Pour aboutir à cette conclusion, une équipe de chercheurs de la NorthShore University a comparé des extraits d'ADN de 1.231 hétérosexuels et de 1.077 homosexuels «d'origine européenne». On note au passage que la sexualité des femmes, considérée (à tort ou à raison) par la science comme plus «fluide», n'a pour l'occasion pas été prise en compte.

Les hommes observés ont été divisés en deux groupes distincts formés sur la base de leur identité sexuelle, mais également de leur score à l'Échelle de Kinsey. Comme son nom l'indique, il s'agit d'une échelle inventée par Alfred Kinsey, pionnier de la sexologie scientifique connu pour ses travaux sur le comportement sexuel des femmes et des hommes. Graduée de zéro à six –zéro correspondant à une hétérosexualité «totale», et 6 à une homosexualité «totale», incluant une large palette de nuances au milieu–, l'échelle évalue l'orientation sexuelle supposée d'un sujet à partir d'expériences et de réactions psychologiques.

Chromosomes 13 et 14

En analysant le génome de tous les participants, les scientifiques sont parvenus à repérer deux gènes qui semblent différer en fonction de l'orientation sexuelle, décrypte New Scientist. L'un sur le chromosome 13, l'autre sur le chromosome 14. Le premier pourrait être concluant, explique Vice, car s'exprimant au sein de l’hypothalamus, une structure profonde du cerveau qui varierait en taille selon l’orientation sexuelle d'un homme.

**Action demandée**
Dites si chaque phrase ci-dessous va dans le sens du texte étudié, par oui ou par non, et citez à chaque fois les mots du texte qui le montrent, sans rien y changer. (a) Les femmes ont été prises en compte dans l'étude. (b) Sur l'échelle de Kinsey, zéro correspond à une hétérosexualité totale. (c) Les deux gènes repérés se trouvent sur le même chromosome. Les lignes qui suivent n'ont aucun rapport avec le texte étudié.

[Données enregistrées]

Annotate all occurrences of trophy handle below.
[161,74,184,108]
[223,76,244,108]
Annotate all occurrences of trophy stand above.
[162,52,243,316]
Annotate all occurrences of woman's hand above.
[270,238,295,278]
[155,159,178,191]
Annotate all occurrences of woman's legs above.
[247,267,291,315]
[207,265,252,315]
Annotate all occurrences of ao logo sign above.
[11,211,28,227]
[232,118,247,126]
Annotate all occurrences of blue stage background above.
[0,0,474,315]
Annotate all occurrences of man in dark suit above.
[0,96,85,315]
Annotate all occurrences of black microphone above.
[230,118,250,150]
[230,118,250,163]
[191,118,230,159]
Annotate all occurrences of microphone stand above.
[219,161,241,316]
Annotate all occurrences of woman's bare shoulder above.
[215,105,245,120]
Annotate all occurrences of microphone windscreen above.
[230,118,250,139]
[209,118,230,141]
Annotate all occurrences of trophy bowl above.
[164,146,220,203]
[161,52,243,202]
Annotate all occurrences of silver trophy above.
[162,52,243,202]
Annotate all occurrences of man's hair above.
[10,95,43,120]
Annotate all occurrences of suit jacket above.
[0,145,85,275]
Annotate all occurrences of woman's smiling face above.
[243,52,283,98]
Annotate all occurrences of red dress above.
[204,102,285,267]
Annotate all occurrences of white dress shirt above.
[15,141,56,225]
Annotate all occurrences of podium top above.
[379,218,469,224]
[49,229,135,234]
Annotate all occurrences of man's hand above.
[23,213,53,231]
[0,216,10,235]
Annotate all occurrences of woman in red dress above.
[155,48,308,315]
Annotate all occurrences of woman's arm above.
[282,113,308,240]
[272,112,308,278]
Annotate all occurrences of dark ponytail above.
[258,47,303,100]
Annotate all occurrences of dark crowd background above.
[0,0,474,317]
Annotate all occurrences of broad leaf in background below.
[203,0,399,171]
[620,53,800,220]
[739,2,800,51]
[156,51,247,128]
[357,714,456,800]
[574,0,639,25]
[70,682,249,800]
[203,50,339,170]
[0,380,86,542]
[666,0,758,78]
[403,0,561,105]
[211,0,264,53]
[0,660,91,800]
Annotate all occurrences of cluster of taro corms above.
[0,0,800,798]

**Résultat ci-dessous**
(a) Non : « la sexualité des femmes, considérée (à tort ou à raison) par la science comme plus «fluide», n'a pour l'occasion pas été prise en compte ».
(b) Oui : « zéro correspondant à une hétérosexualité «totale» ».
(c) Non : « L'un sur le chromosome 13, l'autre sur le chromosome 14. »